» Extract:
SECURITIES AND EXCHANGE COMMISSION

WASHINGTON, D.C. 20549

 


 

FORM 8-K

 

CURRENT REPORT

PURSUANT TO SECTION 13 OR 15(d) OF THE SECURITIES EXCHANGE ACT OF 1934

 

DATE OF REPORT (DATE OF EARLIEST EVENT REPORTED): June 8, 2012

 

CONSOLIDATED GRAPHICS, INC.

(EXACT NAME OF REGISTRANT AS SPECIFIED IN ITS CHARTER)

 

TEXAS

 

001-12631

 

76-0190827

(STATE OR OTHER JURISDICTION

 

(COMMISSION FILE NUMBER)

 

(I.R.S. EMPLOYER

OF INCORPORATION)

 

 

 

IDENTIFICATION NO.)

 

5858 WESTHEIMER, SUITE 200

HOUSTON, TEXAS 77057

(ADDRESS OF PRINCIPAL EXECUTIVE OFFICES AND ZIP CODE)

 

REGISTRANT’S TELEPHONE NUMBER, INCLUDING AREA CODE: (713) 787-0977

 

Check the appropriate box below if the Form 8-K filing is intended to simultaneously satisfy the filing obligation of the registrant under any of the following provisions (see General Instruction A.2. below):

 

o            Written communications pursuant to Rule 425 under the Securities Act (17 CFR 230.425)

 

o            Soliciting material pursuant to Rule 14a-12 under the Exchange Act (17 CFR 240.14a-12)

 

o            Pre-commencement communications pursuant to Rule 14d-2(b) under the Exchange Act (17 CFR 240.14d-2(b))

 

o            Pre-commencement communications pursuant to Rule 13e-4(c) under the Exchange Act (17 CFR 240.13e-4(c))

 

 

 



 

ITEM 1.01 – ENTRY INTO A MATERIAL DEFINITIVE AGREEMENT

 

On June 8, 2012, we entered into a First Amendment to the Credit Agreement (the “First Amendment”), which effectively modified, amended and extended our existing primary bank credit agreement (the “Credit Agreement”), with JPMorgan Chase Bank, N.A., as administrative agent, J.P. Morgan Securities, Inc., as co-lead arranger and sole book runner, Wells Fargo Bank, N.A., as syndication agent and co-lead arranger, and the lenders party thereto.  See Item 2.03 bellow for a general description of the terms of the First Amendment.

» Written request A:
Repeat the passage of the Form 8-K filing starting with "On June 8, 2012, we" and going on through "the First Amendment.".
» Written request B:
In the records, rewrite the lines starting with the line with "Where can the white text" and going on through the line with "point(946, 626)", putting "car" in place of "vehicle" and leaving everything else unchanged. Give only those lines.

» Records to use:
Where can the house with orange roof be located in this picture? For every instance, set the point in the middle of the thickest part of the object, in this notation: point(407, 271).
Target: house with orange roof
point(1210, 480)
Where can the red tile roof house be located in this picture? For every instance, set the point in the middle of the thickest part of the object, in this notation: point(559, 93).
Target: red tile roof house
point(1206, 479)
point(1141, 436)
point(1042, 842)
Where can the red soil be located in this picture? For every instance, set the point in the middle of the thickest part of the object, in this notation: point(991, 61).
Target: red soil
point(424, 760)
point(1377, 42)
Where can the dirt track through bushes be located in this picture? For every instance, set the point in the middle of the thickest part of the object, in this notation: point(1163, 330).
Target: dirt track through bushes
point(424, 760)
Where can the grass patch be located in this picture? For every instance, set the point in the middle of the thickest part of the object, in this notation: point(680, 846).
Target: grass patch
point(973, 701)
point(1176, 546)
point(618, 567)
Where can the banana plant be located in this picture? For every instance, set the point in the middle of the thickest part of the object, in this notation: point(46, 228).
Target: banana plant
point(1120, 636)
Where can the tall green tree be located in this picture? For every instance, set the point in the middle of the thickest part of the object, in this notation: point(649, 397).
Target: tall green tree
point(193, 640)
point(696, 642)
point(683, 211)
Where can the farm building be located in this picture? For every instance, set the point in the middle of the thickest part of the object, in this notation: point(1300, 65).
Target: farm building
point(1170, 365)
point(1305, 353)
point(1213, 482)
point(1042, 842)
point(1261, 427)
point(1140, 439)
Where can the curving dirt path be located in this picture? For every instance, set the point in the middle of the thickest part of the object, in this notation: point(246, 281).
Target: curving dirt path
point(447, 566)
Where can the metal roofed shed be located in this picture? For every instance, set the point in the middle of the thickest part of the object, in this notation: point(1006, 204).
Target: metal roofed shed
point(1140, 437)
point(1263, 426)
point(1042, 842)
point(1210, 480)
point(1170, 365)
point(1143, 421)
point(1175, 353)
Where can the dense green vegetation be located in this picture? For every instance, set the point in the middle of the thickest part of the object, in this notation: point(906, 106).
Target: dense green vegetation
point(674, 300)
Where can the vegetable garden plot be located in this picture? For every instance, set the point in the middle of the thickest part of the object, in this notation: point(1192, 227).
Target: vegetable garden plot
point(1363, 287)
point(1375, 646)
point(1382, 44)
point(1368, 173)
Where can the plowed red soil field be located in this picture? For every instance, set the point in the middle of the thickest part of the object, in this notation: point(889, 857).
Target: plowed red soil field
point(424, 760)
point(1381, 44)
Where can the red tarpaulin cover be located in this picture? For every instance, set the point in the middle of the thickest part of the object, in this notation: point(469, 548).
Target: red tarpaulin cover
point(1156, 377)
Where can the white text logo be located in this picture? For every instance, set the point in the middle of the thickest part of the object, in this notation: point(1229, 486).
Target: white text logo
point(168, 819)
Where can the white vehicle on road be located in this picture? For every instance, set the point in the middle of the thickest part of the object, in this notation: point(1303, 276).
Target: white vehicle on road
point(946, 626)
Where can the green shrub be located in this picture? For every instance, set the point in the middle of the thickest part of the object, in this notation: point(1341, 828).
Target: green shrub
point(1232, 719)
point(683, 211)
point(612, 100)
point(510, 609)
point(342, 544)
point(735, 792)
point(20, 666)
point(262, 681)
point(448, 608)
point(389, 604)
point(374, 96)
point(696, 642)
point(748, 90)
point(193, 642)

---

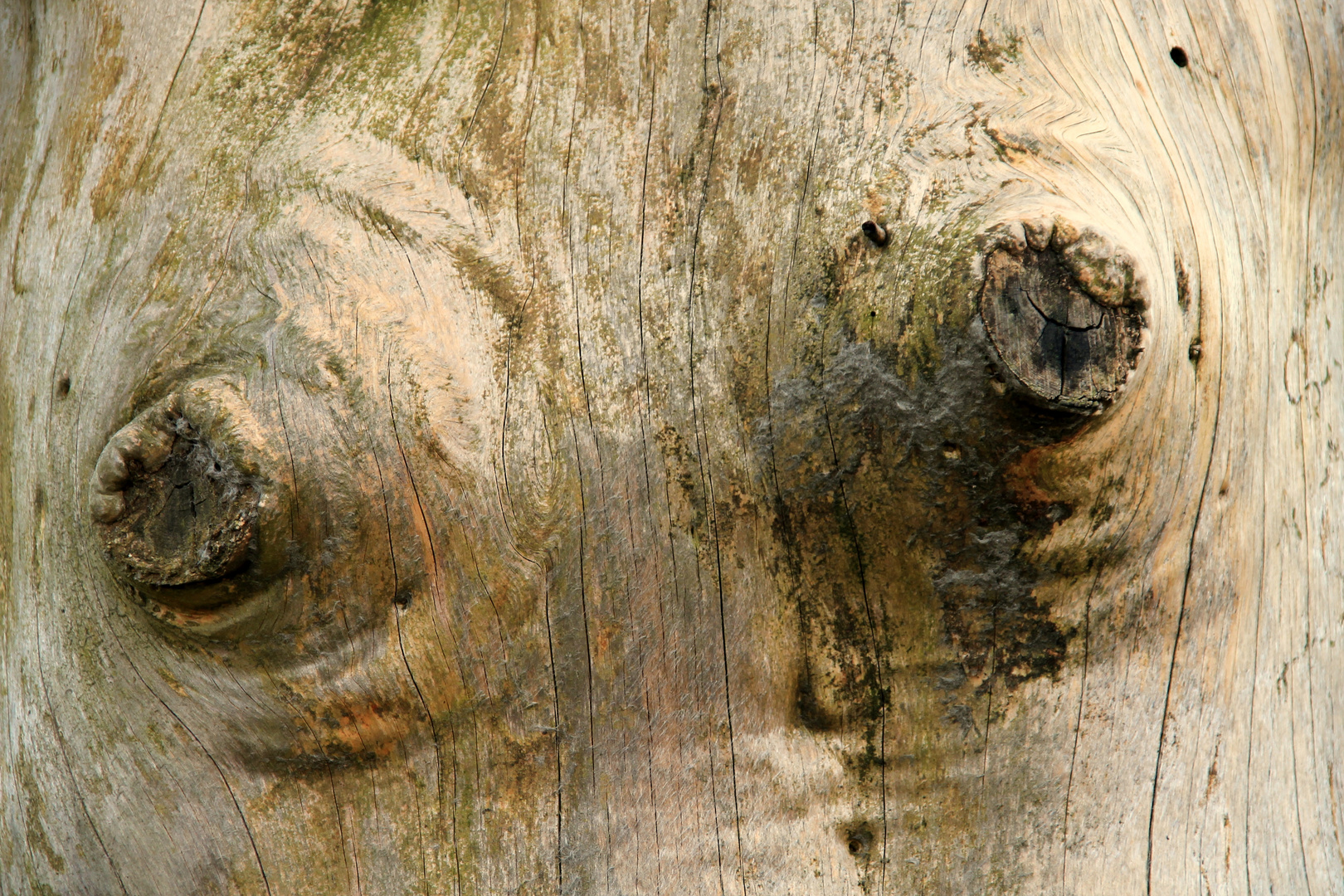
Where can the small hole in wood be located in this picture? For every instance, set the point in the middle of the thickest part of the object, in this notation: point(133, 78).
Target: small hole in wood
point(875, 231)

...

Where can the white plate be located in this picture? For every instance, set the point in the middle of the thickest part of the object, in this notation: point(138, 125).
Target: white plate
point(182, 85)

» Exercise response A:
On June 8, 2012, we entered into a First Amendment to the Credit Agreement (the “First Amendment”), which effectively modified, amended and extended our existing primary bank credit agreement (the “Credit Agreement”), with JPMorgan Chase Bank, N.A., as administrative agent, J.P. Morgan Securities, Inc., as co-lead arranger and sole book runner, Wells Fargo Bank, N.A., as syndication agent and co-lead arranger, and the lenders party thereto.  See Item 2.03 bellow for a general description of the terms of the First Amendment.

» Exercise response B:
Where can the white text logo be located in this picture? For every instance, set the point in the middle of the thickest part of the object, in this notation: point(1229, 486).
Target: white text logo
point(168, 819)
Where can the white car on road be located in this picture? For every instance, set the point in the middle of the thickest part of the object, in this notation: point(1303, 276).
Target: white car on road
point(946, 626)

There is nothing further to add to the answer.